Provided records —
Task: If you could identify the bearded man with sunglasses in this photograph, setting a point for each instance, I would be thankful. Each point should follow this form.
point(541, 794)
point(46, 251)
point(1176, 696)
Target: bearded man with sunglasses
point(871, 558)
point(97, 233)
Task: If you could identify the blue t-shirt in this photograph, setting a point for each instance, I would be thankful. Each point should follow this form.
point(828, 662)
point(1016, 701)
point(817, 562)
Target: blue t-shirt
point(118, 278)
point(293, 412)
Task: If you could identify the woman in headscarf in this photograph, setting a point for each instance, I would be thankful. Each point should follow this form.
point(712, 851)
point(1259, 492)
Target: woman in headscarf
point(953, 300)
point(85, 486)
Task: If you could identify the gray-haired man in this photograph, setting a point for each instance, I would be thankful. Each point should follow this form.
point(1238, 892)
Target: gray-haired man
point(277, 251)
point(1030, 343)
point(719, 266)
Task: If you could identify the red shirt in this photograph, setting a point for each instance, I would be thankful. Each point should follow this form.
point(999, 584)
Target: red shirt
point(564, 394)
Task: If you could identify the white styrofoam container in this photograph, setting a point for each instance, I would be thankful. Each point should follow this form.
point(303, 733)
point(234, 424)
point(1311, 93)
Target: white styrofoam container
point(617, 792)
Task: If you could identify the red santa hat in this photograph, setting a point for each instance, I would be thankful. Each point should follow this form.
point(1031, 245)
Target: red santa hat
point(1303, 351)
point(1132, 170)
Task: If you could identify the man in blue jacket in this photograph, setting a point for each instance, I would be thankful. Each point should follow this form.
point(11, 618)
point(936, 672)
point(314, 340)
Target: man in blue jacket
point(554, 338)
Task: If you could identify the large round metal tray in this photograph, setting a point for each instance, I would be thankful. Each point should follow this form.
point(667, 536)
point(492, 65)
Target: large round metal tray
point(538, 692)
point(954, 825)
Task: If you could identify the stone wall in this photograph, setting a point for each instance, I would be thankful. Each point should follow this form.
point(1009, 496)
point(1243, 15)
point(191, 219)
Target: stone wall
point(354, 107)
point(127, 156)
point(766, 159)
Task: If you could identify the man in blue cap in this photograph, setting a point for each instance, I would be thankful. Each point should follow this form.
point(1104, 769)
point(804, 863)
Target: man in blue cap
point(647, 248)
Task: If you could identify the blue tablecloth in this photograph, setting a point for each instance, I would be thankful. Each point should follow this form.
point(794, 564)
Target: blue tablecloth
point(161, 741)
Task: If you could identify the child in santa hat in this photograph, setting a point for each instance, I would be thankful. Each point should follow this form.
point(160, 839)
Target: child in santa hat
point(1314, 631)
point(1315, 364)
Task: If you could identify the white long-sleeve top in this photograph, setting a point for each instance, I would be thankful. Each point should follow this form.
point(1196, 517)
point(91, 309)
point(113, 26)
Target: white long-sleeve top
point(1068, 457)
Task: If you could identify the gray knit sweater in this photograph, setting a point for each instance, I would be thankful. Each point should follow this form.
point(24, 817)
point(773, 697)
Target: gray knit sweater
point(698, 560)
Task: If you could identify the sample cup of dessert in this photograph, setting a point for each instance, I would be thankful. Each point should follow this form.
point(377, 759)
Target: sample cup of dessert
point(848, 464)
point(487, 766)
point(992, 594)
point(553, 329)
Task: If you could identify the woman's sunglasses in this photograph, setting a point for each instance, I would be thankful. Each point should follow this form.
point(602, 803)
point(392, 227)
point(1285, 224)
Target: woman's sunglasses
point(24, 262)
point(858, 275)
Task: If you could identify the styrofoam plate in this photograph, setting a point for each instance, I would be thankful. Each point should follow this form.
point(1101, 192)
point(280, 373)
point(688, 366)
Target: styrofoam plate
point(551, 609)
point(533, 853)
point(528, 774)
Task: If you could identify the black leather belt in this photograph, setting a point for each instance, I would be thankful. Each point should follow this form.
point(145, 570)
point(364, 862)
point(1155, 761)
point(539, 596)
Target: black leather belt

Problem to solve —
Retype the data word for word, everything from the start down to the line containing "point(719, 266)", with both of those lines included.

The result —
Task: If you could identify the bearded man with sunglasses in this photograph, setting a point for each instance, I would be thankful. Each point should follow this form.
point(541, 794)
point(46, 251)
point(1176, 696)
Target: bearded man with sunglasses
point(871, 558)
point(97, 233)
Task: If you could identify the blue t-shirt in this photograph, setting a point for each instance, I would be thankful. Each point should follow this form.
point(828, 662)
point(1016, 701)
point(817, 562)
Target: blue t-shirt
point(118, 278)
point(293, 412)
Task: If you could identify the woman in headscarf in this photograph, setting a point for each instance, I would be thankful. Each point should follow this form.
point(712, 851)
point(1259, 492)
Target: woman in headscarf
point(953, 300)
point(85, 486)
Task: If you could identify the gray-haired man in this photograph, setting a point for each instance, I would be thankful. Each point should follow this form.
point(1238, 892)
Target: gray-haired man
point(277, 251)
point(1030, 343)
point(719, 266)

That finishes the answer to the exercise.